The problem:
With pictures removed, print the listing exactly.

Data section:

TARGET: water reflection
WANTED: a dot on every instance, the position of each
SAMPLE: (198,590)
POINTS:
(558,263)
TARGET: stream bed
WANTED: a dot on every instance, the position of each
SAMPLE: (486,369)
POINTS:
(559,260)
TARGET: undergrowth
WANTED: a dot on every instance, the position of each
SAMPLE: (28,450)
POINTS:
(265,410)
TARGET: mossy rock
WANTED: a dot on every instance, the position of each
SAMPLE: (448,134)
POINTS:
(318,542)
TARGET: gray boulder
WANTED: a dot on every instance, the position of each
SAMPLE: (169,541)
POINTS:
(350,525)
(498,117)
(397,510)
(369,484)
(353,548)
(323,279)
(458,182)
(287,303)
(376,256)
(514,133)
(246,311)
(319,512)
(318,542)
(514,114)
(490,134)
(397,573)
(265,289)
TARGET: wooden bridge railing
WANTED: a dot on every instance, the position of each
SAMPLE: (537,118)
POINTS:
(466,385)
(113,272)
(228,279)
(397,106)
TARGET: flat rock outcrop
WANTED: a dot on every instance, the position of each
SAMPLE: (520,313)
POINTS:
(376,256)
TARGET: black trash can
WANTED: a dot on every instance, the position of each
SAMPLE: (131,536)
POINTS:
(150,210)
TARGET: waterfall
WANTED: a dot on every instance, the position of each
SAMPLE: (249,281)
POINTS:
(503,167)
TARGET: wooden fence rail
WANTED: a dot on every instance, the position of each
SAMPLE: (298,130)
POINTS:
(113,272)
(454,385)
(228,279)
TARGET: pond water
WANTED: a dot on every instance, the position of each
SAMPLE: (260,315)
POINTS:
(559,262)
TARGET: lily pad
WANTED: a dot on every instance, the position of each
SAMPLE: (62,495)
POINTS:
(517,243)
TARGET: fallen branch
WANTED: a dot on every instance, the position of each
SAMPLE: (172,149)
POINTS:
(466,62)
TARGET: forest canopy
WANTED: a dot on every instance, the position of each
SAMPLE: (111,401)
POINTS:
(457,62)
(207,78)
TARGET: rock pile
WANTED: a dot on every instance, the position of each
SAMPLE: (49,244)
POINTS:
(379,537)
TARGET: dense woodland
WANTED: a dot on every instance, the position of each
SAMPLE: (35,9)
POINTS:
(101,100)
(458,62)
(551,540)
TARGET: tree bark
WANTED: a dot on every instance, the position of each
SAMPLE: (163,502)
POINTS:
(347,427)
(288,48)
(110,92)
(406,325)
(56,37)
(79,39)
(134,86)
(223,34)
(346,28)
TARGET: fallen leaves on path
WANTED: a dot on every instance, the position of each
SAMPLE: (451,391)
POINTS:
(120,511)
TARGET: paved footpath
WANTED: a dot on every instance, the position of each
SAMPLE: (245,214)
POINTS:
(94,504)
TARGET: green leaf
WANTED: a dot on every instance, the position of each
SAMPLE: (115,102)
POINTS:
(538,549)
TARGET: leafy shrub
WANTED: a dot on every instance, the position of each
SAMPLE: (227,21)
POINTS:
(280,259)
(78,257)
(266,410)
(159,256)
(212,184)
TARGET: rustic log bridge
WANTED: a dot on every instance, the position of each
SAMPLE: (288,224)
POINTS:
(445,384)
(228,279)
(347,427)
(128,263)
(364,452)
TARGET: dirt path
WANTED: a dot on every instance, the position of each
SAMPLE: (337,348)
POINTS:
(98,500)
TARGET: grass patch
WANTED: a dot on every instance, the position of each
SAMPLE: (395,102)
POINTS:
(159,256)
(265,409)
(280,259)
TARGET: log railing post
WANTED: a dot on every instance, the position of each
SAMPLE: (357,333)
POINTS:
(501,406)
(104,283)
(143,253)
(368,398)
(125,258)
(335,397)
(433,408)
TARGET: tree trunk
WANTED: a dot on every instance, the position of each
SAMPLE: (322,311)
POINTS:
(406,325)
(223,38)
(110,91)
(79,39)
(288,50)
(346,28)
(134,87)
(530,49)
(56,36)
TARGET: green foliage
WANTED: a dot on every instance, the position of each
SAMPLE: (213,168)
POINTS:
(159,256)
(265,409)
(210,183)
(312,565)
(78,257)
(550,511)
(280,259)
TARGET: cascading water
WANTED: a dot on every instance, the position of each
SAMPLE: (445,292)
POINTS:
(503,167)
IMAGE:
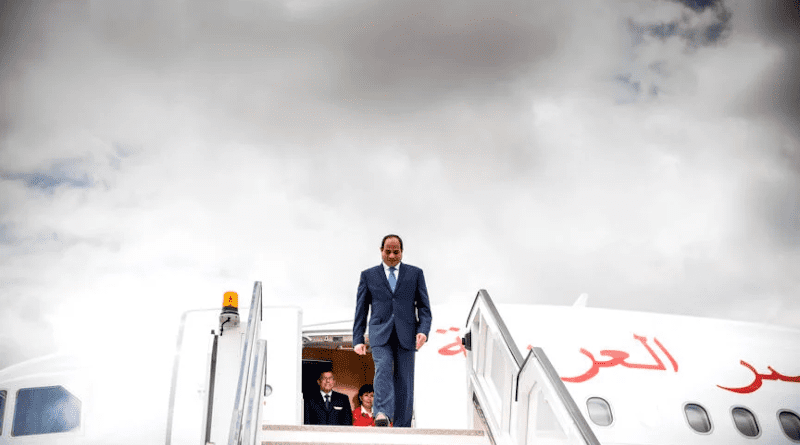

Exercise result:
TARGET: water reflection
WANTED: a dot on every instance, the position of each
SAMPLE: (198,590)
POINTS:
(558,263)
TARGET: stream bed
WANTED: a dot on every instance, the position of each
SAMPLE: (486,369)
POINTS:
(559,260)
TARGET: undergrowth
WANTED: a dot on every instance, the position of each
SAMPLE: (28,450)
POINTS:
(265,410)
TARGET: mossy rock
WANTED: a dot on every instance, the position of each
SAMPLE: (448,134)
POINTS:
(318,542)
TARGET: gray boulder
WANTED: a dot on every instance, the position of each
SAMPLE: (169,541)
POINTS:
(350,525)
(498,117)
(397,510)
(369,484)
(353,548)
(323,279)
(458,182)
(287,303)
(376,256)
(514,133)
(246,311)
(319,512)
(318,542)
(514,114)
(490,134)
(397,573)
(265,289)
TARGET: wooden bridge railing
WANTED: a dot on every instance, the position of each
SAMPLE: (537,118)
POINTS:
(466,385)
(113,272)
(228,279)
(397,106)
TARGET: flat rock outcrop
WANTED: a dot on every instance, the position of each
SAMPLE: (520,313)
POINTS:
(376,256)
TARGET: black trash can
WANTED: a dot on every instance, the position of each
SAMPLE: (131,536)
POINTS:
(150,210)
TARGET: waterfall
WANTED: a dot on every instance, the position of each
SAMPLE: (249,281)
POINTS:
(503,167)
TARGET: wooden fence rail
WANTED: a dot on every instance, the position of each
SAMPLE: (298,130)
POINTS:
(113,272)
(454,385)
(228,279)
TARGET: pond water
WANTED: a dot on every instance, the position of each
SAMPLE: (260,315)
POINTS:
(559,262)
TARGET: lily pad
WANTED: a dot on every instance, the position of each
SAMPLE: (62,495)
POINTS:
(517,243)
TARGET: fallen branch
WANTED: a dot on every instance, the position of each
SAMPLE: (172,149)
POINTS:
(466,62)
TARGET: forest canopy
WANTED: a dot on every instance, the position of each
SAMPLE: (111,401)
POINTS:
(457,62)
(207,78)
TARGET: rock pile
WANTED: a dot on every instance, the position of each
SAMPLE: (49,244)
POINTS:
(379,537)
TARGET: dense woodland
WANTED: a dot on every instance, the position of each
SAMPLE: (35,9)
POINTS:
(101,100)
(458,62)
(551,540)
TARGET: tree bark
WANTED: a dot on every instance, the position of each
SAMPLE: (163,502)
POINTS:
(347,427)
(288,48)
(110,92)
(406,325)
(56,37)
(79,39)
(134,86)
(223,34)
(346,28)
TARGET: fallen leaves on path
WANTED: a dot on every instance, the position of each
SAMPLE: (451,391)
POINTS:
(120,511)
TARGET: paved footpath
WANTED: a dot on every instance, the position of each
SAMPLE: (245,214)
POINTS:
(94,504)
TARGET: green leaf
WANTED: a dot on every instance, the position of each
SAMPLE: (115,102)
POINTS:
(538,549)
TARGET: leafy shrub
WANTED: a dot on every instance, the position of each
SAMPLE: (227,21)
POINTS:
(280,259)
(78,257)
(266,410)
(159,256)
(212,184)
TARGET: rustic log bridge
WANTED: a dot on every instance, the position of each
SAMPLE: (288,224)
POINTS:
(445,384)
(228,279)
(347,427)
(128,263)
(364,452)
TARGET: dirt path
WANTED: a dot on every instance, the position of each
SAMPLE: (337,348)
POINTS:
(98,500)
TARGET: grass patch
WANTED: a dot on every instance, the position of each
SAMPLE: (395,102)
POINTS:
(159,256)
(265,409)
(280,259)
TARGET: log railing post
WANTED: a dot on every instance, the position of each
SAMPLE: (357,333)
POINTS:
(501,406)
(104,283)
(143,253)
(368,398)
(125,258)
(335,397)
(433,408)
TARGET: tree trunk
WANTED: a dot on every instance, the position of each
SAMPLE: (322,311)
POINTS:
(406,325)
(223,38)
(110,91)
(79,39)
(288,50)
(346,28)
(134,87)
(530,49)
(56,36)
TARGET: green foliage
WANTED: a dot on every instance, the position of each
SAMPLE: (213,168)
POINTS:
(159,256)
(265,409)
(210,183)
(312,565)
(78,257)
(550,511)
(280,259)
TARGET: cascading water
WANTED: a dot on every instance, the position of each
SAMPLE: (445,292)
POINTS:
(503,167)
IMAGE:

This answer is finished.